Si è rotta una bacchetta proprio nella giuntura e non mi riesce di incastrare nuovamente le due parti. Contrariata, immagino di abbandonare la racchetta sul ciglio della strada e, come nelle fiabe, dietro di me un signore la vede, la raccoglie e me l’aggiusta. Così faccio. Abbandono la racchetta sul ciglio della strada ma, invece di un signore   misericordioso, mi richiamano all’ordine delle pellegrine che con tono di rimprovero mi fanno osservare che non si abbandonano le cose lungo la strada. Io riprendo la mia bacchetta, intanto mi accorgo che un poco serve ancora e convengo che nel cammino non si butta via niente. Dopo un po’ di tempo, avverto dei passi dietro di me e mi faccio da parte come sempre, cedendo il passo. Si tratta di un signore francese e dopo esserci salutati e aver scambiato delle cose gentili, si accorge della bacchetta, me la prende, armeggia un po’. Pare che non sia possibile porre rimedio, poi improvvisamente sentiamo uno scatto e lui esclama: “c’est un miracle”. Le due parti in qualche modo si sono incastrate. Il fatto mi sembra davvero incredibile. Ho pensato una cosa assurda e questa è avvenuta. Qualcuno o qualcosa  mi sta aiutando assecondandomi. Mammina è con me. La sento. Anche a Torino sono tutti con me e mi stanno vicini. 
Proseguo il mio cammino fiduciosa e i grandi ulivi che lascio dietro di me, carezzati dal vento, brillano,    come se fossero d’argento.

##########

Compiti proposti =>
a) Nel racconto del cammino, che cosa esclama il signore francese quando le due parti della bacchetta si incastrano?
b) Riscrivi in forma più breve il paragrafo del racconto che comincia con «Si è rotta una bacchetta», conservandone i fatti principali.

Voci del dataset =>

##########

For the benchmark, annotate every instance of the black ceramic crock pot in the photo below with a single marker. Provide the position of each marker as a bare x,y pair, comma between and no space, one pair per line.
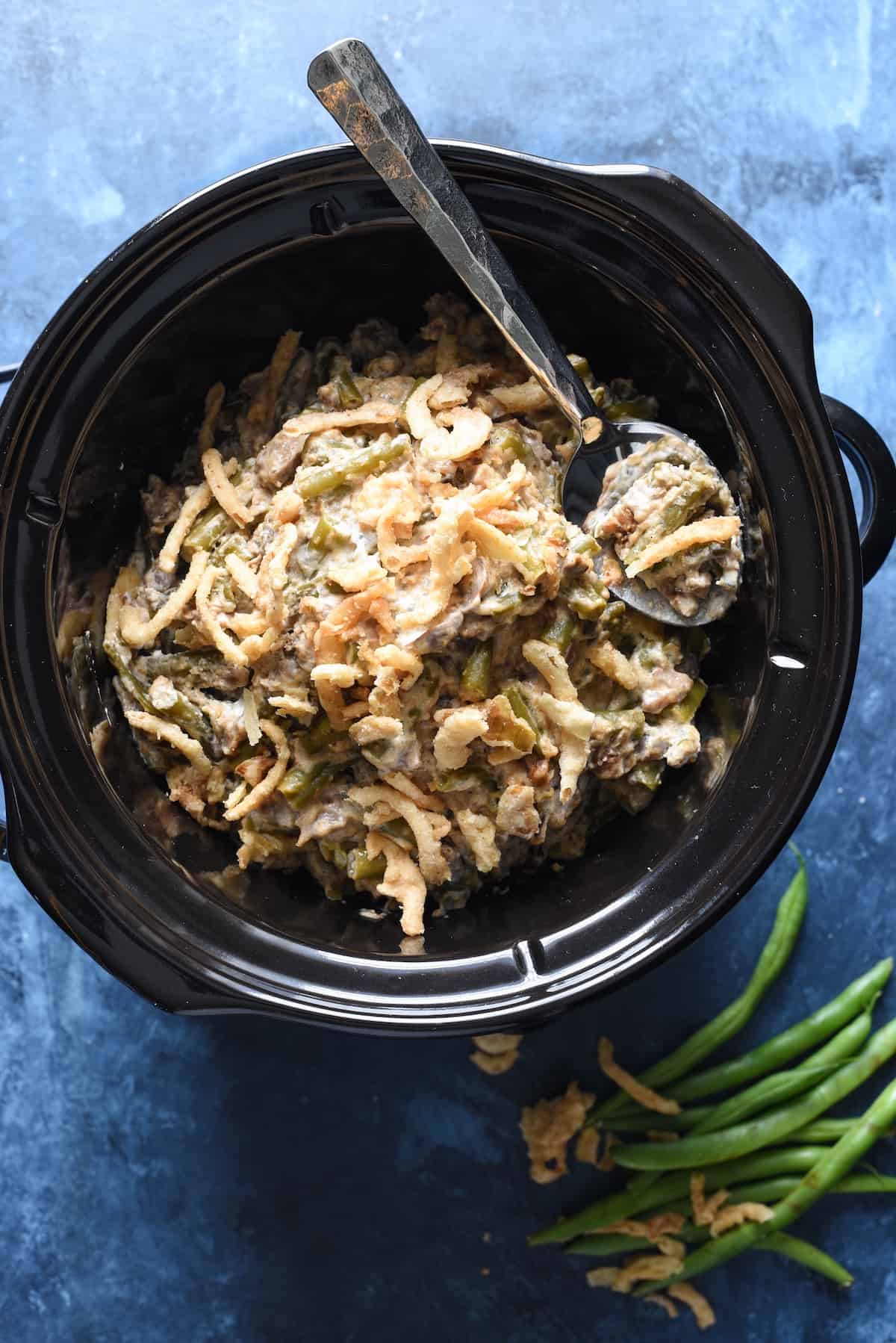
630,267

##########

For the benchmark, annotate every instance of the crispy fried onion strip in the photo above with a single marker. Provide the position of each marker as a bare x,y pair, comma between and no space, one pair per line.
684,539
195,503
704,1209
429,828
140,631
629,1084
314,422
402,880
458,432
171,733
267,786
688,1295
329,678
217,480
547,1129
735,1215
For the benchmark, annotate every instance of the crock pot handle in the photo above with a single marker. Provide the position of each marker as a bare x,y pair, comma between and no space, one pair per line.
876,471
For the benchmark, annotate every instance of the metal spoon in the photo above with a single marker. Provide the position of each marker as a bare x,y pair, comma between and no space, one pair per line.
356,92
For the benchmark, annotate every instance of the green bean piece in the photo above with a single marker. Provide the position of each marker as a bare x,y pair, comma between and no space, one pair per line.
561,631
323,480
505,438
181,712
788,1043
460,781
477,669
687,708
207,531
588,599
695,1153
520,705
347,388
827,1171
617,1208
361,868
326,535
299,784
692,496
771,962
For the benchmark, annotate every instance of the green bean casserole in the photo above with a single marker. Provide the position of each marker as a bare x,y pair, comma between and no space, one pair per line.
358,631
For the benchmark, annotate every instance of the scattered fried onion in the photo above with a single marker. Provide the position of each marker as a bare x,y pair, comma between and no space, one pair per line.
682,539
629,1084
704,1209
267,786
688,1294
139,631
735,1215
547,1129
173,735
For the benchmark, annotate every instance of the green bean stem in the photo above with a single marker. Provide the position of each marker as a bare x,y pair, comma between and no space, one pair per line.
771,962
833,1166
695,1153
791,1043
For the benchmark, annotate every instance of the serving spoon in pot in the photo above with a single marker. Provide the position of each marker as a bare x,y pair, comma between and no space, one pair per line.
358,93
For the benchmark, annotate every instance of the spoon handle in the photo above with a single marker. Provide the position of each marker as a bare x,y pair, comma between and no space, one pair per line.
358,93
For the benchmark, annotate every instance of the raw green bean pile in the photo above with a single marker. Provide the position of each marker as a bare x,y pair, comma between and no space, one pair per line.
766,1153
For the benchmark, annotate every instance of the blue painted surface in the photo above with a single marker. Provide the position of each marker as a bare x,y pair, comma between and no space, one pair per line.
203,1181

##########

Soluzioni degli esercizi =>
a) Esclama: «c’est un miracle».

b) Una bacchetta della racchetta si rompe nella giuntura e le due parti non si incastrano più. Chi racconta immagina, come nelle fiabe, di abbandonarla sul ciglio della strada perché un signore la raccolga e la aggiusti, e lo fa davvero. Alcune pellegrine però rimproverano che non si abbandonano le cose lungo la strada. La bacchetta viene ripresa, perché serve ancora un poco e nel cammino non si butta via niente. Più tardi un signore francese prova ad aggiustarla; con uno scatto le due parti si incastrano e lui esclama: «c’est un miracle». L’accaduto sembra incredibile e fa sentire l’aiuto di qualcuno o qualcosa, la vicinanza di Mammina e quella di tutti a Torino.